_EXCERPT_:
○ ○ ○ ○ ○

Throughout the present disclosure, the “input real-world image” refers to a real-world image that is captured by adjusting the camera settings in a manner that the representation of the at least one region in the input real-world image does not fulfill the quality criteria. Due to this, the (intentionally-degraded) input real-world image could be served as the input data in the training data, and the at least one of: the real-world image, the previously-captured real-world image, could be served as the reference data in the training data, for training the first neural network. This is because the input real-world image would have considerably lower resolution and represents poor visual details (i.e., blurred, noise, or the like), as compared to the at least one of: the real-world image, the previously-captured real-world image that satisfies the quality criteria. Information pertaining to generation of the training data and training of the first neural network (upon receiving the training data) will be performed in a similar manner to what has already been discussed earlier in detail.


Optionally, the method further comprises:

    • receiving, from the processor, weights of the first neural network that are learnt upon the training of the first neural network at the processor;
    • transferring learning of the first neural network to a second neural network, by applying the weights to the second neural network; and
    • processing real-world images that do not satisfy the quality criteria, captured by the at least one camera after the step of transferring learning, for generating corresponding real-world images that satisfy the quality criteria, by employing the second neural network.


In this regard, after the first neural network has undergone training at the processor (which could the at least one processor of the display apparatus or the processor of the server), the weights of the first neural network are sent to the second neural network. Said weights would be applied to an architecture of the second neural network. In this way, the second neural network would be equipped with a knowledge gained by the (already trained) first neural network. Transferring learnings of one neural network to another neural network is well-known in the art. Beneficially, this facilitates in saving considerable training time and processing resources that would be employed when the second neural network would have to be trained from scratch. This may, particularly, be beneficial in a scenario when the first neural network has been (externally) trained at the server, and the second neural network is to be employed by the at least one processor of the display apparatus. Upon such a transfer learning, when the second neural network has been trained, it could easily process the real-world images that do not initially satisfy the quality criteria to generate the corresponding real-world images that eventually satisfy the quality criteria.

○ ○ ○ ○ ○

_RECORDS SHOWN_:
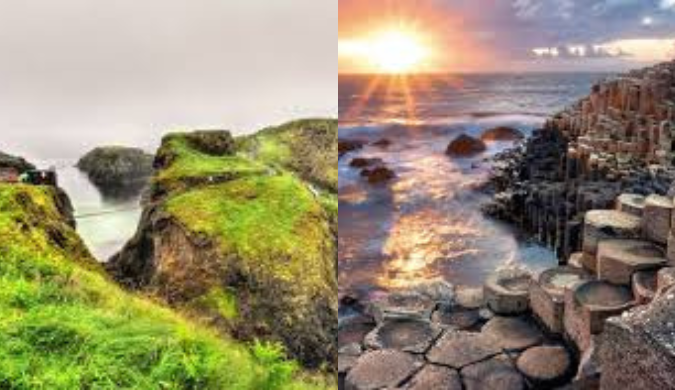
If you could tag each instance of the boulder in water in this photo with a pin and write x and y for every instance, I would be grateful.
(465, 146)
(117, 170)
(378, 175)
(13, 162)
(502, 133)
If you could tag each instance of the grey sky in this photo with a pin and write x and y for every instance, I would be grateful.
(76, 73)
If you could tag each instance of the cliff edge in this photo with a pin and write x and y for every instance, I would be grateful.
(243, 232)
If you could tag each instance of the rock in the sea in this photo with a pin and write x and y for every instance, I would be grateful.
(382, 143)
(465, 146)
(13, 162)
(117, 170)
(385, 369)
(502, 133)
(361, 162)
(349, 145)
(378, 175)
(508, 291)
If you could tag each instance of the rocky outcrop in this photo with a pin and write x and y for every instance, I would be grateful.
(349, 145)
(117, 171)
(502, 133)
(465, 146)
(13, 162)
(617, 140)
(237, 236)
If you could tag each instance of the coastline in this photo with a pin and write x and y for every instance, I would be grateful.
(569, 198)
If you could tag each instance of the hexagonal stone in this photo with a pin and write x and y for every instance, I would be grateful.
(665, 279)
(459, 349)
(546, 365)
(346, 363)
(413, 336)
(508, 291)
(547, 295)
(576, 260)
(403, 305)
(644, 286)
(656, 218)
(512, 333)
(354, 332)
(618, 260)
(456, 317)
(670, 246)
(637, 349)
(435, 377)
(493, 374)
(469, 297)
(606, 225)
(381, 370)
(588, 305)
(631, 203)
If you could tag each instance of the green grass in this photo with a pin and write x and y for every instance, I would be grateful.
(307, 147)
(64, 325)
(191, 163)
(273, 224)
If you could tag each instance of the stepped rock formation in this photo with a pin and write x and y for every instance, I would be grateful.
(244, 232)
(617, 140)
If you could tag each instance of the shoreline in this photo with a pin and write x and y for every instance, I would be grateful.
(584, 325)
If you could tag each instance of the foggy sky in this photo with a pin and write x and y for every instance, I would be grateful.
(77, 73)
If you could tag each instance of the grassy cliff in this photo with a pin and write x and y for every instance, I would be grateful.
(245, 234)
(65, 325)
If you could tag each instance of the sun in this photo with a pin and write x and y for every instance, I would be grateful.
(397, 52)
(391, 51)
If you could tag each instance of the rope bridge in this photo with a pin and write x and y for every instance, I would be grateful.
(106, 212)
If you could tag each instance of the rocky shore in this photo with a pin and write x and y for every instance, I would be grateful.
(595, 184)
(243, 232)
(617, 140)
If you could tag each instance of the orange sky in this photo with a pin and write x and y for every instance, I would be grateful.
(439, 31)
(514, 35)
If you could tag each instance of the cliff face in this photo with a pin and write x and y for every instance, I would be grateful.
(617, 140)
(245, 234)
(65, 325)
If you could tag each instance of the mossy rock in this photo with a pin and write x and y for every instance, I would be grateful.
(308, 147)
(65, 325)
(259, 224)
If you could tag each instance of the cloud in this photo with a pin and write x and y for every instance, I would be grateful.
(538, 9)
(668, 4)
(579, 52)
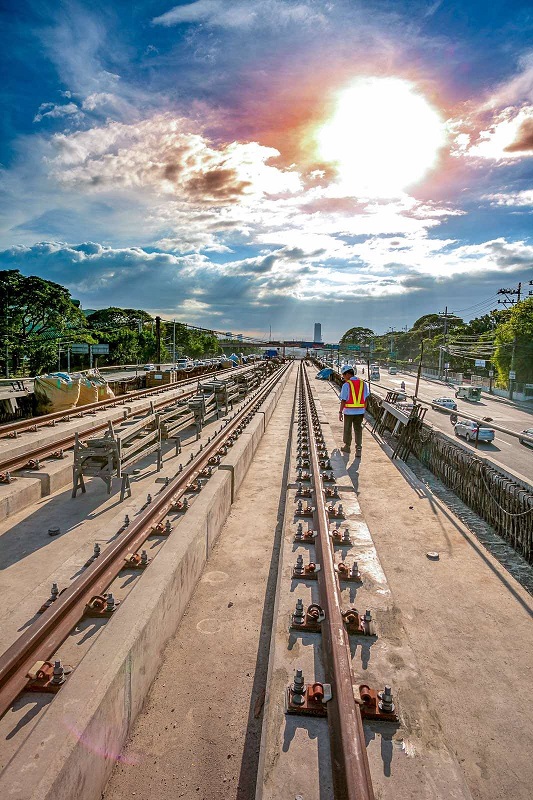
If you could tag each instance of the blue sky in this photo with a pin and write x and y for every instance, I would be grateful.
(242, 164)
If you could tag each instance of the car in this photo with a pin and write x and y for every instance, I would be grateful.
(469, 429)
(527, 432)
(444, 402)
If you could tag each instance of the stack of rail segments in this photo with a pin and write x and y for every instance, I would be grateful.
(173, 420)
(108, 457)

○ ○ ○ ○ ○

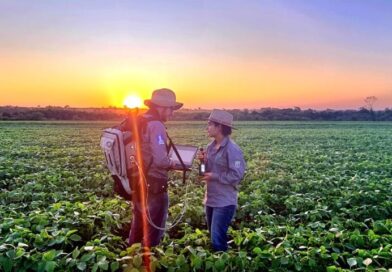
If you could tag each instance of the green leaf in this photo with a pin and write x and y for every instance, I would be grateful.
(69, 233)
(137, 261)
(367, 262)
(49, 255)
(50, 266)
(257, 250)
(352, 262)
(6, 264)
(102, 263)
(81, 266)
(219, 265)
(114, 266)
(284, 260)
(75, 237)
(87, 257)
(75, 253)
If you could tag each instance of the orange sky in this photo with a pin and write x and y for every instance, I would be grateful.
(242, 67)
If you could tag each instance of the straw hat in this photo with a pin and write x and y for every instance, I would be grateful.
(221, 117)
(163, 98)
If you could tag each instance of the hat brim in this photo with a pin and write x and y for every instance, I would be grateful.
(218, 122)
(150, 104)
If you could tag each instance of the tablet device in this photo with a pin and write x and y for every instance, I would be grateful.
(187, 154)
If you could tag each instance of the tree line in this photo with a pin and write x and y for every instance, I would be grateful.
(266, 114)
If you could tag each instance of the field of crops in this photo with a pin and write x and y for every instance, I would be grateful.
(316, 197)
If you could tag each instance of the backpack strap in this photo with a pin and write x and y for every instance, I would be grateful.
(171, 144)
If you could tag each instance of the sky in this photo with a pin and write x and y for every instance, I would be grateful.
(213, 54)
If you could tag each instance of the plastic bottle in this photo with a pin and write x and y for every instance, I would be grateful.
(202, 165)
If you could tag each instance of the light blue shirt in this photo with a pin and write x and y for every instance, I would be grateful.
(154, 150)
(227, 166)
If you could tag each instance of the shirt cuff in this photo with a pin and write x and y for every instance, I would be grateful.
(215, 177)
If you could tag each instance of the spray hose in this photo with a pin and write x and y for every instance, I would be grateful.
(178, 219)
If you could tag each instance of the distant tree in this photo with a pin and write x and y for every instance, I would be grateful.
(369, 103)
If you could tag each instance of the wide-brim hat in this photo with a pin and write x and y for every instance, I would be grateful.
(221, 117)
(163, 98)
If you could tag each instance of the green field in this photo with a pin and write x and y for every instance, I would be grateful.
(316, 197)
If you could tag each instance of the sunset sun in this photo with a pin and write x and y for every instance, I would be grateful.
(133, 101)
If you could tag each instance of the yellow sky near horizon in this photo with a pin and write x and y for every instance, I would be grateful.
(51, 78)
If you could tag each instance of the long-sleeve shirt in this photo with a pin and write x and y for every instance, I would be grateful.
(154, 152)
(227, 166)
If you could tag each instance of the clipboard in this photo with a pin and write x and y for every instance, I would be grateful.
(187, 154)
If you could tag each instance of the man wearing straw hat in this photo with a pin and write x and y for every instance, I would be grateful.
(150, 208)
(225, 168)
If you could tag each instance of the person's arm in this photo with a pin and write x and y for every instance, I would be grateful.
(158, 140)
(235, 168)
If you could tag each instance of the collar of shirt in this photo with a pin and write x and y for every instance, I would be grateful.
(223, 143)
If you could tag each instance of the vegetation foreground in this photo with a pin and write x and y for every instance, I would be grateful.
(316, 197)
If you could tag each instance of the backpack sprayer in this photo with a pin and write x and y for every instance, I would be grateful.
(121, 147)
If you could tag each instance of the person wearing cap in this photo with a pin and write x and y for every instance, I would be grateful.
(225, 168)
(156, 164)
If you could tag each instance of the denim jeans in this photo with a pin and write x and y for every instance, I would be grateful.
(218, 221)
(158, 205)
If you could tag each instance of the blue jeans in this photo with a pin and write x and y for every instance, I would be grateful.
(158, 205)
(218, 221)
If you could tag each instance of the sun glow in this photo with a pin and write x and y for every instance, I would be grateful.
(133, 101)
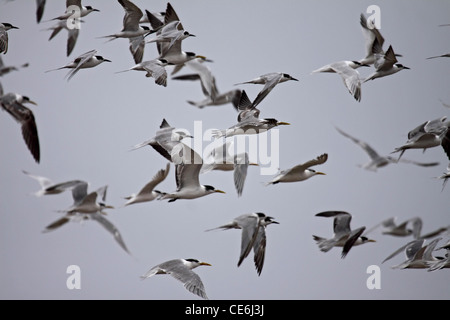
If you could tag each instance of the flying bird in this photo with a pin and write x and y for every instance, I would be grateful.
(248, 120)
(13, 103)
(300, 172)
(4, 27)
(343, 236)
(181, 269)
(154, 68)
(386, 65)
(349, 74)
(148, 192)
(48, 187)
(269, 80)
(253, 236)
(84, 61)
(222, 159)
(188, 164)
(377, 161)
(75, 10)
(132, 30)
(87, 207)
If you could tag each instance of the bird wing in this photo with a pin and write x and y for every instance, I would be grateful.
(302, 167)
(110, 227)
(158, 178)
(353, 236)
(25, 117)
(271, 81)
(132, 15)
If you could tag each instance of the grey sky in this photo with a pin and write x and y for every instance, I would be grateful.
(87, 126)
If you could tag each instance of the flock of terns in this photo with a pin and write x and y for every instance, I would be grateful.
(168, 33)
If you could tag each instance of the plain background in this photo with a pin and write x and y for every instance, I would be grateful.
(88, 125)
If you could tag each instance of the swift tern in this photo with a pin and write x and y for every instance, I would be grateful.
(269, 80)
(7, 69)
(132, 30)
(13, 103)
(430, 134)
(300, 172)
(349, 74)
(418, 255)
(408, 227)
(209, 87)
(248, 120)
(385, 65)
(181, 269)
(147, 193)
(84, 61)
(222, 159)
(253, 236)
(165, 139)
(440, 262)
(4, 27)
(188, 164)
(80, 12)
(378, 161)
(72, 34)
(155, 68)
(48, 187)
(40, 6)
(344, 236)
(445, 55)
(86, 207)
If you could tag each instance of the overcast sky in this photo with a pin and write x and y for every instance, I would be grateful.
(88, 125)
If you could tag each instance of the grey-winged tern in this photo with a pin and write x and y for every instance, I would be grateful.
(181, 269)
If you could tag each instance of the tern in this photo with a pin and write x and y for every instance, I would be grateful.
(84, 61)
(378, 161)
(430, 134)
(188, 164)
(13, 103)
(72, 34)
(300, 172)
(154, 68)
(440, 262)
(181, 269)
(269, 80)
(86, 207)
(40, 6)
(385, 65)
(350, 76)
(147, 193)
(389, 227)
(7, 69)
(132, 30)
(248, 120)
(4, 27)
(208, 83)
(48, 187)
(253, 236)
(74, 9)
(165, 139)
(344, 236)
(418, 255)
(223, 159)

○ ○ ○ ○ ○

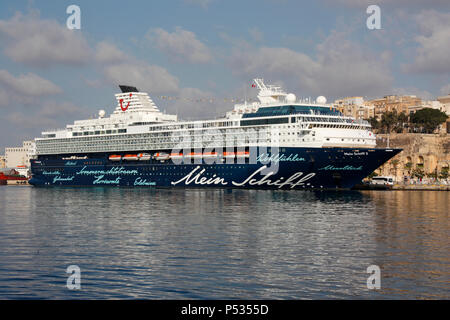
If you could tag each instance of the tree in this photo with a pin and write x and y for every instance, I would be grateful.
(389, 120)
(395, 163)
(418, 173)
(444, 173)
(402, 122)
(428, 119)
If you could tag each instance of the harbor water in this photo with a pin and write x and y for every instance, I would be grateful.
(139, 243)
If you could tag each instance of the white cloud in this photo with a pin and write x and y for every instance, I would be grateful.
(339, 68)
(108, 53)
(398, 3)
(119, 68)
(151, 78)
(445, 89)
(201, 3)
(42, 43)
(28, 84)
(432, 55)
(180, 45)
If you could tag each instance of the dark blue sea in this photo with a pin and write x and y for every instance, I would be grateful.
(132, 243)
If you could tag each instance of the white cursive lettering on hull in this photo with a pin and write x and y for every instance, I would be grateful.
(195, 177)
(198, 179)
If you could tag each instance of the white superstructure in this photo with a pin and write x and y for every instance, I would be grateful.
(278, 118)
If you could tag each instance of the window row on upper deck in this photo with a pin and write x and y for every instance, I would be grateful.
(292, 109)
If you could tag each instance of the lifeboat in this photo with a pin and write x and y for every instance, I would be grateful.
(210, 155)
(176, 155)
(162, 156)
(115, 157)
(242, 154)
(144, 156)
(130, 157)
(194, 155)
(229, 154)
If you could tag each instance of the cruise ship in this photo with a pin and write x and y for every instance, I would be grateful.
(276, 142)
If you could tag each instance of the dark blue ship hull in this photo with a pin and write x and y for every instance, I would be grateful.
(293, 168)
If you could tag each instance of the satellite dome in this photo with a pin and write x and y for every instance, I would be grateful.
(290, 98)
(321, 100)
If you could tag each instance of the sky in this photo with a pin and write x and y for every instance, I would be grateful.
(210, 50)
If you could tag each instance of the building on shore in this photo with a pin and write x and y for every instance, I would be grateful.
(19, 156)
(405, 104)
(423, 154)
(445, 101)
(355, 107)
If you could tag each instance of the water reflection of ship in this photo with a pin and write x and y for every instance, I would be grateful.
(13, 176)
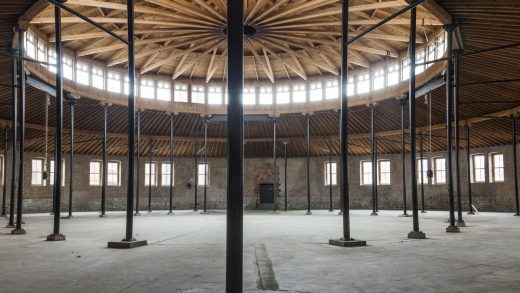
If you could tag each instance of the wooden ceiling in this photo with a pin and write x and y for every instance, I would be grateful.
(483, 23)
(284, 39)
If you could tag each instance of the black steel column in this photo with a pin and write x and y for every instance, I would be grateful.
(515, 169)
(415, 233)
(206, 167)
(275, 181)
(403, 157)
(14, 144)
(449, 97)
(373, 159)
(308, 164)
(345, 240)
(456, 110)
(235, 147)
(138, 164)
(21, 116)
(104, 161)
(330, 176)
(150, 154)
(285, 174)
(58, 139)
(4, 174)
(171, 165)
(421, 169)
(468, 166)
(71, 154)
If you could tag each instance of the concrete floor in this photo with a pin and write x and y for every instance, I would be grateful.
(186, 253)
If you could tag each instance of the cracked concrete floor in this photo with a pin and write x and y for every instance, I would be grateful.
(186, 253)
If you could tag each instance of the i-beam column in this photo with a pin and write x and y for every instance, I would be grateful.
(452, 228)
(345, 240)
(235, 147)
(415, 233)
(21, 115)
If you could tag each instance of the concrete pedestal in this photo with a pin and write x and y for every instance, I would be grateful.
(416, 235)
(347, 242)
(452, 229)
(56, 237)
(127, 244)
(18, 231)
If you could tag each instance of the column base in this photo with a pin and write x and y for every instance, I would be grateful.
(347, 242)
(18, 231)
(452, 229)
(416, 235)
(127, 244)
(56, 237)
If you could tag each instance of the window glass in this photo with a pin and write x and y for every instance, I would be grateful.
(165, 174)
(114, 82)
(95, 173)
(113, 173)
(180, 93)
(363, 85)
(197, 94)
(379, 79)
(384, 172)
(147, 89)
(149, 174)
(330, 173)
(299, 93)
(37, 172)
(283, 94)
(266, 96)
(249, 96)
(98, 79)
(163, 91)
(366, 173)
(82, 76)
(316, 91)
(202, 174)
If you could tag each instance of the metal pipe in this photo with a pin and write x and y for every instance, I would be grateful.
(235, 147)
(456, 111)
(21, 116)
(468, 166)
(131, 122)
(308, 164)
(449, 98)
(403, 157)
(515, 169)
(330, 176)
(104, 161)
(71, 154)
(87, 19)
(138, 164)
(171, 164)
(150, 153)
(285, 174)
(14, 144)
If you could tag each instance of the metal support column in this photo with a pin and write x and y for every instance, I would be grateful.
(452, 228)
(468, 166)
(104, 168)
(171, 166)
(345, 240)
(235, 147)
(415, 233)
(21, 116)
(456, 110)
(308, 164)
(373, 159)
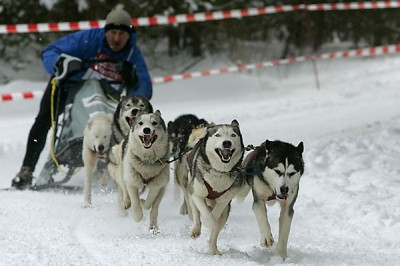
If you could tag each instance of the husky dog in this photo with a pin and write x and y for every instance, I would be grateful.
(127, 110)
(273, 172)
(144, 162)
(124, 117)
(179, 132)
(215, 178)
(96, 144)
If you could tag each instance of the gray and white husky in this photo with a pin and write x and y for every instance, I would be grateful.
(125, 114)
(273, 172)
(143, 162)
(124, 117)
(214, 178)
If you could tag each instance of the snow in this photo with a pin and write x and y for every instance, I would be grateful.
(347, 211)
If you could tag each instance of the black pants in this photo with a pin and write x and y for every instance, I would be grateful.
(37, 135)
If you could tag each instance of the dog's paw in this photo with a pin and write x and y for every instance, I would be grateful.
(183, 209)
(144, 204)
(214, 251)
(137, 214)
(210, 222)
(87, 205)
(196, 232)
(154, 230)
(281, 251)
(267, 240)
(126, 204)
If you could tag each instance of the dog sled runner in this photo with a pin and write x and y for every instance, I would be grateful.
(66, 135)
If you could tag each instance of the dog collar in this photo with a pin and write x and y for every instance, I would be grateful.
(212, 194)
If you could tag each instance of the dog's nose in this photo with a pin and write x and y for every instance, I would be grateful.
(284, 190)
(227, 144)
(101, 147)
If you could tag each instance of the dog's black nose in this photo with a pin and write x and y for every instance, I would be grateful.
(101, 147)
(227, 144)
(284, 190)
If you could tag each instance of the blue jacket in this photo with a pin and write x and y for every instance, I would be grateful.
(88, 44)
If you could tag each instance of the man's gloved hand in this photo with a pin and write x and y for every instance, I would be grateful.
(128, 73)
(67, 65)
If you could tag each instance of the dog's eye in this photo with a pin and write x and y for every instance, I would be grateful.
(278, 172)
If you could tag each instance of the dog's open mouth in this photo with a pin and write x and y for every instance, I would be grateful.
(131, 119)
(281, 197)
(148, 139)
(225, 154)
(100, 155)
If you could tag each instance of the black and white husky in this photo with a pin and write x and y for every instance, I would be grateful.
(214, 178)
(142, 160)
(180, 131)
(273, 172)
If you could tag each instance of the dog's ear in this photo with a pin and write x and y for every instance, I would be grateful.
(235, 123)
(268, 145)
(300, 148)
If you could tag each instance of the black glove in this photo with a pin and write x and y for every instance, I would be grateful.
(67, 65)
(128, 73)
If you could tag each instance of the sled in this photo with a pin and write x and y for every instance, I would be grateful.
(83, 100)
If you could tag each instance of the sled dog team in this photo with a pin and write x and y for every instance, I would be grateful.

○ ○ ○ ○ ○

_PROMPT_: Continue the passage on neural network training, beginning right after its final sentence. The data have no connection to the passage on neural network training.

_EXERCISE ANSWER_:
Optionally, the method further comprises:

    • generating an extended-reality image using the real-world image; and
    • controlling at least one display, for displaying the extended-reality image.


Optionally, when generating the extended-reality (XR) image using the real-world image, the at least one processor is configured to digitally superimpose at least one virtual object upon at least one region of the real-world image. In other words, the real-world image gets digitally modified when the at least one virtual object is overlaid thereupon. Optionally, in this regard, the at least one processor is configured to employ at least one image processing algorithm. Image processing algorithms for generating XR images are well-known in the art. Upon generating the XR image, the XR image is displayed at the at least one display. Optionally, the at least one display is implemented as a display or a projector. Displays and projectors are well-known in the art. A given display may be a single-resolution display or a multi-resolution display.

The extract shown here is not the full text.